▸ Work to do
Rewrite the entries between the lines holding "indicate the pink" and "column 524, row 550", inclusive, putting "streetcar rails" in place of "tram tracks" and leaving every other word unchanged.

▸ Records to use
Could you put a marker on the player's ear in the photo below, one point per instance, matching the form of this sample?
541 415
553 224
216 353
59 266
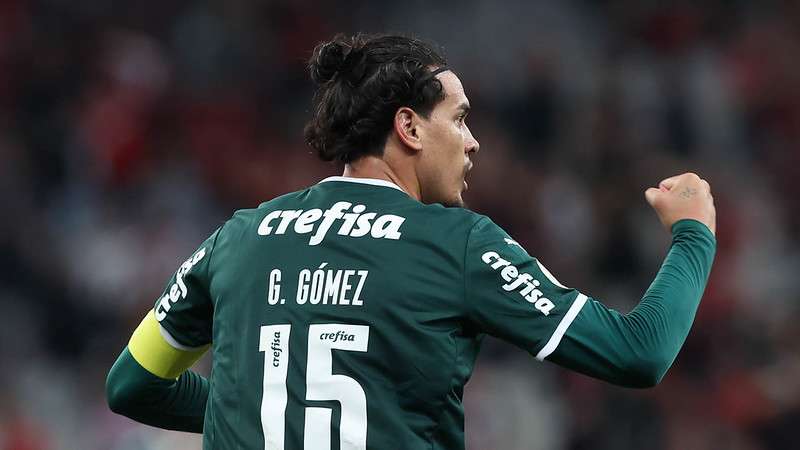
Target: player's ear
407 127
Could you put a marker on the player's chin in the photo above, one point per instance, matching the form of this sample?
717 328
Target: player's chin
456 199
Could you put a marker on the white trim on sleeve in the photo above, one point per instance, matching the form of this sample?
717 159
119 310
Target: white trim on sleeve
174 343
566 321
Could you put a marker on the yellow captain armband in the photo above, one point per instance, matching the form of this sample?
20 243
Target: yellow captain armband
152 351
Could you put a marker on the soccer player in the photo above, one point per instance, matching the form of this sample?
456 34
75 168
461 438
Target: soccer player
349 315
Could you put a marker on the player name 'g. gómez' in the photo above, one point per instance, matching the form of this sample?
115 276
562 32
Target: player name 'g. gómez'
317 222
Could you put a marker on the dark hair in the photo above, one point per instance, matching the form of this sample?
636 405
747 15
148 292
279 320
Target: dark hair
361 82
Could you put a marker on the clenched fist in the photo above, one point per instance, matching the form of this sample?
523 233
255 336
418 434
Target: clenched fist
684 196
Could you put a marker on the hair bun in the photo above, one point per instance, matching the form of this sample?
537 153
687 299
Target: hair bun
328 58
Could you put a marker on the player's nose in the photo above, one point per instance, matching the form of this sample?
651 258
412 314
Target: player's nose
471 145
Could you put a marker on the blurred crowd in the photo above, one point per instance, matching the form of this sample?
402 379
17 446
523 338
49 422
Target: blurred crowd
130 130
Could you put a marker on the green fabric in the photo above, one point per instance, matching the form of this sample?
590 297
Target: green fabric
170 404
637 349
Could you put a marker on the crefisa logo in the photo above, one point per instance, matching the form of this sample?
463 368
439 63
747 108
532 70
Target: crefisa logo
354 223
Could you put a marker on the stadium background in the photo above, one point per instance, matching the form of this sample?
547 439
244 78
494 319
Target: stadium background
130 130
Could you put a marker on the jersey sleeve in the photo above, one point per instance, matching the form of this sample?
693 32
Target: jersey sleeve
184 310
512 296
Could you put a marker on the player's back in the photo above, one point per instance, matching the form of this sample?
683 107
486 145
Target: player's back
338 321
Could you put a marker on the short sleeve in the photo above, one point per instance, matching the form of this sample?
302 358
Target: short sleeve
184 310
512 296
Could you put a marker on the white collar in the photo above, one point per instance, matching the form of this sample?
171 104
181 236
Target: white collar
370 181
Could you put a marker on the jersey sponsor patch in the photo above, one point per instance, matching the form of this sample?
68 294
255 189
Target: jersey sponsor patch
317 222
523 283
178 290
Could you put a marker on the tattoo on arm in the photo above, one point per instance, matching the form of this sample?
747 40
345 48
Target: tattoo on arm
688 192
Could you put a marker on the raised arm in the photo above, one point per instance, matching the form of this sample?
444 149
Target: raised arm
512 296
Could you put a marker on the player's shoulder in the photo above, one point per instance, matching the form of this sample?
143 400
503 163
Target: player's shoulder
246 218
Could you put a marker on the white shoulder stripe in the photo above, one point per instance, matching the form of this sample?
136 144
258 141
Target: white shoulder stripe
370 181
566 321
550 275
173 343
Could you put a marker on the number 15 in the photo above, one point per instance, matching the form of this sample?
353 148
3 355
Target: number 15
321 384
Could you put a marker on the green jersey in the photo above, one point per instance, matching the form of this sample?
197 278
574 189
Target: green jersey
349 316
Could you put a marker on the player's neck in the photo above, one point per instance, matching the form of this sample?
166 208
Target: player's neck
376 168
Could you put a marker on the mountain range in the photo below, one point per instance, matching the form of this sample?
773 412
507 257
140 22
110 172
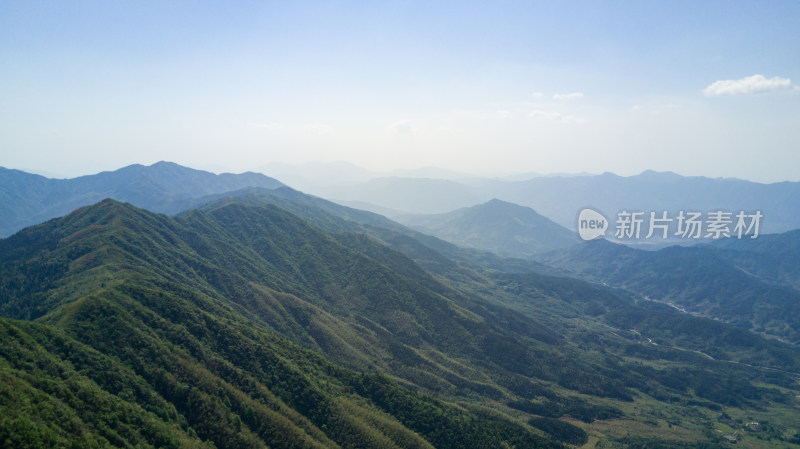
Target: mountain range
266 317
561 197
27 199
497 226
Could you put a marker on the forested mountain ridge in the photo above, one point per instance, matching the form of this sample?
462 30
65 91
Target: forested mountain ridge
753 289
224 287
121 325
27 199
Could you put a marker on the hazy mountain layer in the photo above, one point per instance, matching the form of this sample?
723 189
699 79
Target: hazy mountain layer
503 228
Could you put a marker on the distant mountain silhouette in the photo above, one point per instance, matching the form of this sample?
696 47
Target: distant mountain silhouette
560 198
498 226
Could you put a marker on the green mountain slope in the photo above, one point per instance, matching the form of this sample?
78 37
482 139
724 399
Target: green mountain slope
121 329
261 329
27 199
701 280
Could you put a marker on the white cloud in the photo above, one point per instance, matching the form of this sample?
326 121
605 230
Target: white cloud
319 128
569 96
402 127
749 85
270 126
556 117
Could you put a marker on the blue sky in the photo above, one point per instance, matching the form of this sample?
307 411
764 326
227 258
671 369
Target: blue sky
699 88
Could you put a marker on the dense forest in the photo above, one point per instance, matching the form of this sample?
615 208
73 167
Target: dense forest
243 324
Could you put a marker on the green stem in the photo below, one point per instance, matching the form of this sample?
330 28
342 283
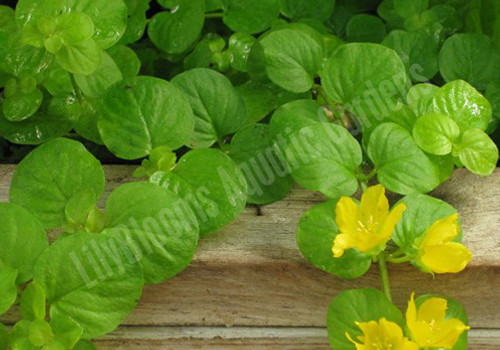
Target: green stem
384 275
214 15
400 260
78 93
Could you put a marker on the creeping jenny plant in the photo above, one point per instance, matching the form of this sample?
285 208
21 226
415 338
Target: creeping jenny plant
225 103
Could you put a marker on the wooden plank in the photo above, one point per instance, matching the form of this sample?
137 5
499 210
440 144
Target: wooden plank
252 274
139 338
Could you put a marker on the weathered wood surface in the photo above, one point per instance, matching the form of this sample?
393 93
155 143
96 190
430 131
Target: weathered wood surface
252 275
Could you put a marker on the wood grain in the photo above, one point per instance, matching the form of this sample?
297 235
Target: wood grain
251 274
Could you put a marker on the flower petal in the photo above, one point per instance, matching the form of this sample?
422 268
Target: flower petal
442 231
432 310
389 225
341 243
347 215
446 258
374 205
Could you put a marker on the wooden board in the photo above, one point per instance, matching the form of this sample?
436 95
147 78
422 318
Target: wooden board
252 277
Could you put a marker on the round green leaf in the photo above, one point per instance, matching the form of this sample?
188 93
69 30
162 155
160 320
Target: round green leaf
92 278
96 84
299 9
142 113
315 235
218 185
259 100
176 30
435 133
366 28
83 58
477 152
324 157
358 74
126 59
292 57
293 116
136 22
422 211
454 310
251 16
218 107
418 51
8 288
23 240
160 228
408 8
357 305
49 176
471 57
263 165
464 104
402 167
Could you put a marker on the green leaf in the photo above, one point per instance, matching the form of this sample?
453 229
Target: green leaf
23 240
218 185
142 113
259 100
477 152
418 51
176 30
464 104
420 97
471 57
4 337
366 28
293 116
315 235
422 211
8 287
357 305
454 310
367 78
33 302
293 56
83 58
435 133
408 8
263 165
136 22
324 157
40 128
67 332
40 333
94 279
96 83
251 16
49 176
402 167
126 59
299 9
218 107
160 228
240 45
493 95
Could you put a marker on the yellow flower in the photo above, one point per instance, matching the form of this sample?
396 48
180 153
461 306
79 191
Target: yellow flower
368 226
429 327
382 335
437 252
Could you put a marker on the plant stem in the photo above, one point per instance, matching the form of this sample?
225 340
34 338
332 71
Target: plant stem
77 89
400 260
214 15
384 276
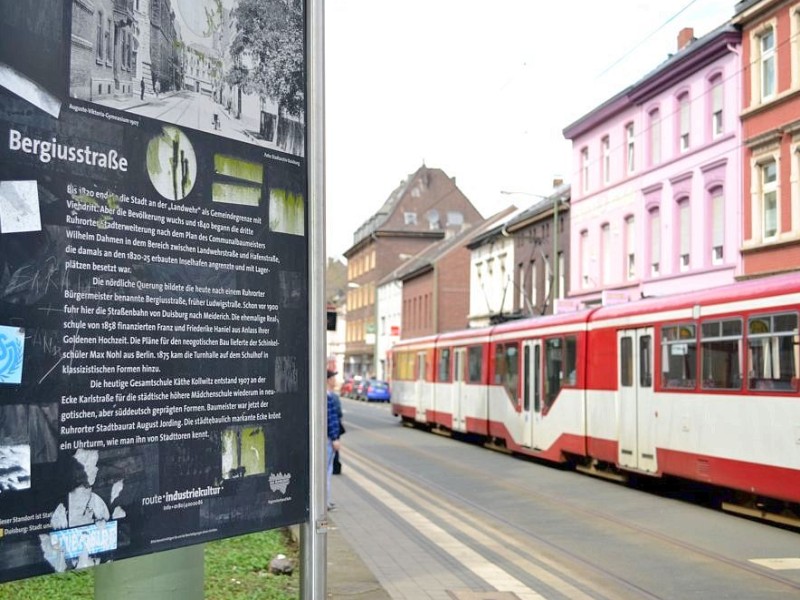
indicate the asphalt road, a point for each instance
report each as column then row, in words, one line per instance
column 434, row 517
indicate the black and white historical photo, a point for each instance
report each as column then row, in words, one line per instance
column 231, row 67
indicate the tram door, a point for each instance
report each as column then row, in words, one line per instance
column 457, row 389
column 637, row 412
column 532, row 392
column 420, row 389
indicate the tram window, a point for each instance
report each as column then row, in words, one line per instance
column 773, row 357
column 474, row 364
column 626, row 362
column 571, row 360
column 526, row 368
column 721, row 354
column 679, row 356
column 444, row 364
column 537, row 375
column 553, row 360
column 506, row 368
column 404, row 365
column 645, row 361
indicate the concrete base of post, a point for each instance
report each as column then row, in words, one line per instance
column 160, row 576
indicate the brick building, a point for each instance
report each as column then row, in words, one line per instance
column 425, row 206
column 770, row 120
column 103, row 46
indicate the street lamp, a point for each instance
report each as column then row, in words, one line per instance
column 555, row 197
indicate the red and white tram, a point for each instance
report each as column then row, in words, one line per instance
column 703, row 386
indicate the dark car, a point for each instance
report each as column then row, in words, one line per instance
column 375, row 390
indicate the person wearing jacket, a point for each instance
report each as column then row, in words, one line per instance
column 334, row 432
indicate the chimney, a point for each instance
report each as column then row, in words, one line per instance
column 685, row 37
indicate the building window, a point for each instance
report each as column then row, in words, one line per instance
column 717, row 97
column 766, row 45
column 684, row 125
column 605, row 253
column 606, row 147
column 585, row 169
column 769, row 198
column 630, row 153
column 630, row 247
column 684, row 234
column 717, row 226
column 655, row 242
column 548, row 277
column 655, row 137
column 584, row 251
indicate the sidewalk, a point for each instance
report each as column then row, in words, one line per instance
column 348, row 576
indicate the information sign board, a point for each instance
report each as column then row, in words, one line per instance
column 154, row 334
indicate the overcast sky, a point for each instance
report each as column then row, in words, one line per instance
column 479, row 89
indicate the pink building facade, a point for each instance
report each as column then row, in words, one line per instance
column 657, row 198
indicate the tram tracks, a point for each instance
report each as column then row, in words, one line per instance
column 524, row 550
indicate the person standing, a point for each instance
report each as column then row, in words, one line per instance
column 334, row 431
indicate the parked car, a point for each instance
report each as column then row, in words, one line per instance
column 359, row 387
column 376, row 390
column 347, row 387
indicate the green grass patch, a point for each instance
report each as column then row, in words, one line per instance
column 235, row 569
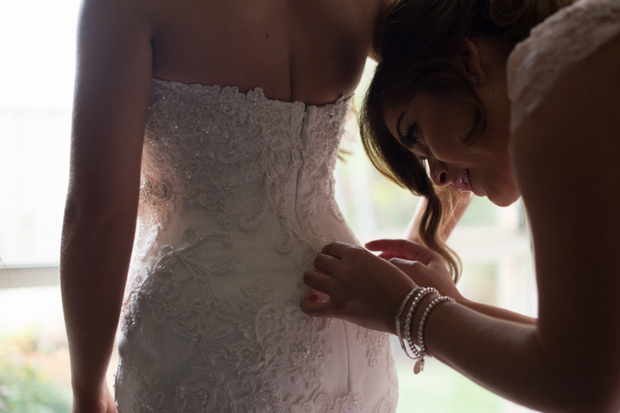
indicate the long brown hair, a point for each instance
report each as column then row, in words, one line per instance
column 416, row 45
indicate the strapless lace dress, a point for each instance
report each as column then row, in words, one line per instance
column 237, row 197
column 568, row 36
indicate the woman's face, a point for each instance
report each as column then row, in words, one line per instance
column 437, row 128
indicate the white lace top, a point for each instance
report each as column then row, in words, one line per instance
column 566, row 37
column 236, row 200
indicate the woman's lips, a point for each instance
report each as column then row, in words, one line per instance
column 462, row 181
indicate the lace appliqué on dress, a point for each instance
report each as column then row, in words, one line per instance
column 237, row 198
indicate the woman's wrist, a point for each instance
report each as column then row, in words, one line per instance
column 418, row 306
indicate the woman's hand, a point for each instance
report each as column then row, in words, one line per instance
column 362, row 287
column 424, row 266
column 103, row 405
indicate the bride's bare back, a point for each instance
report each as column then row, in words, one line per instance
column 311, row 51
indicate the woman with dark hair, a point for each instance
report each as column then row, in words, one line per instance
column 505, row 99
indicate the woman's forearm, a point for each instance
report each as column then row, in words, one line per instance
column 497, row 312
column 503, row 356
column 94, row 261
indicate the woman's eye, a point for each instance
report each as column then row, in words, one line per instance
column 411, row 138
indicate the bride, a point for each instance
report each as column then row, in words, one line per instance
column 208, row 131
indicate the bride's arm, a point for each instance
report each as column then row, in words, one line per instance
column 111, row 97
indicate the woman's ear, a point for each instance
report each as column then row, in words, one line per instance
column 469, row 55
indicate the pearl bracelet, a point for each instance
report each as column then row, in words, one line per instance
column 427, row 311
column 400, row 313
column 417, row 355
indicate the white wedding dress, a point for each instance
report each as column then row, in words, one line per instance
column 566, row 37
column 237, row 198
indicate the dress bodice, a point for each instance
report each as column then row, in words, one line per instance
column 237, row 198
column 221, row 157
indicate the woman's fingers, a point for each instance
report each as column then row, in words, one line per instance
column 403, row 248
column 326, row 263
column 336, row 249
column 319, row 281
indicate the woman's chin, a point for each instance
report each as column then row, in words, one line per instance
column 504, row 199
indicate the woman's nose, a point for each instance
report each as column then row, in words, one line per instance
column 439, row 173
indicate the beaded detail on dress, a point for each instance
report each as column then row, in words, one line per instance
column 566, row 37
column 237, row 197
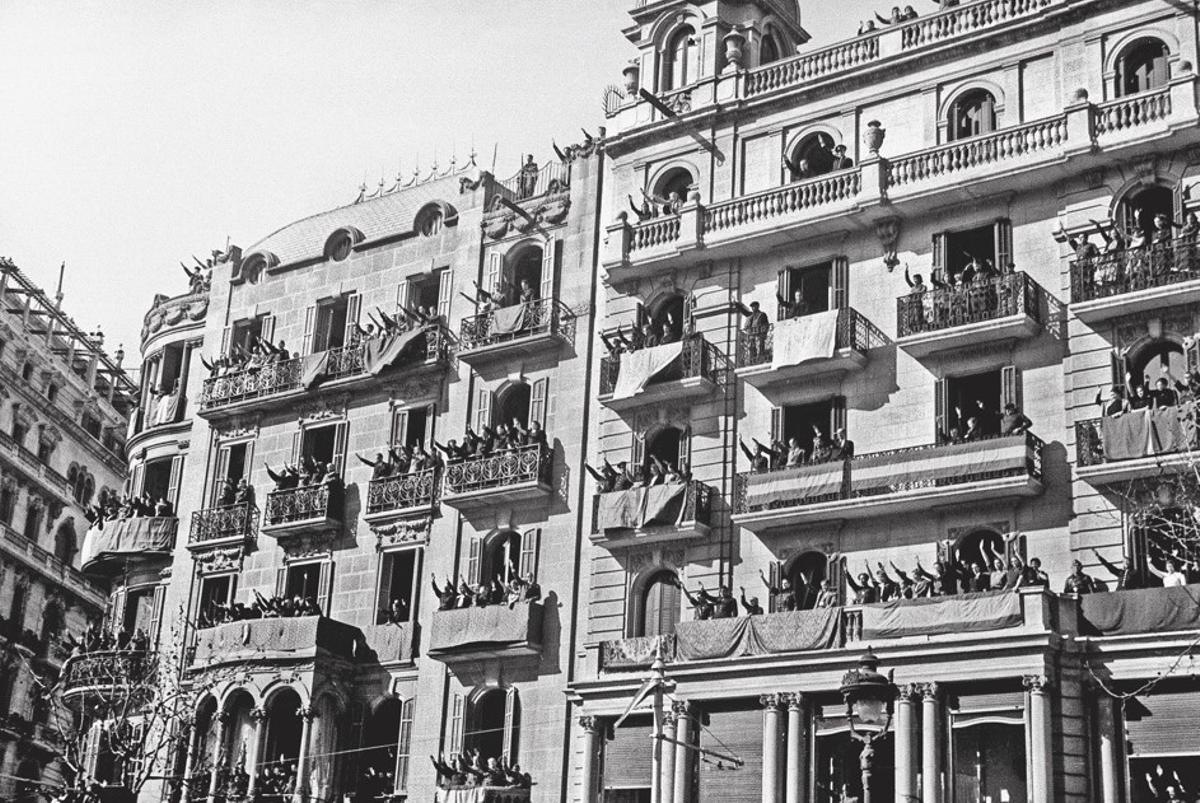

▸ The answer
indicate the pink building facade, a point for each instance
report each as column then row, in words, one line per instance
column 657, row 198
indicate the streetcar rails, a point for each instance
report each as column then row, in words, one line per instance
column 524, row 550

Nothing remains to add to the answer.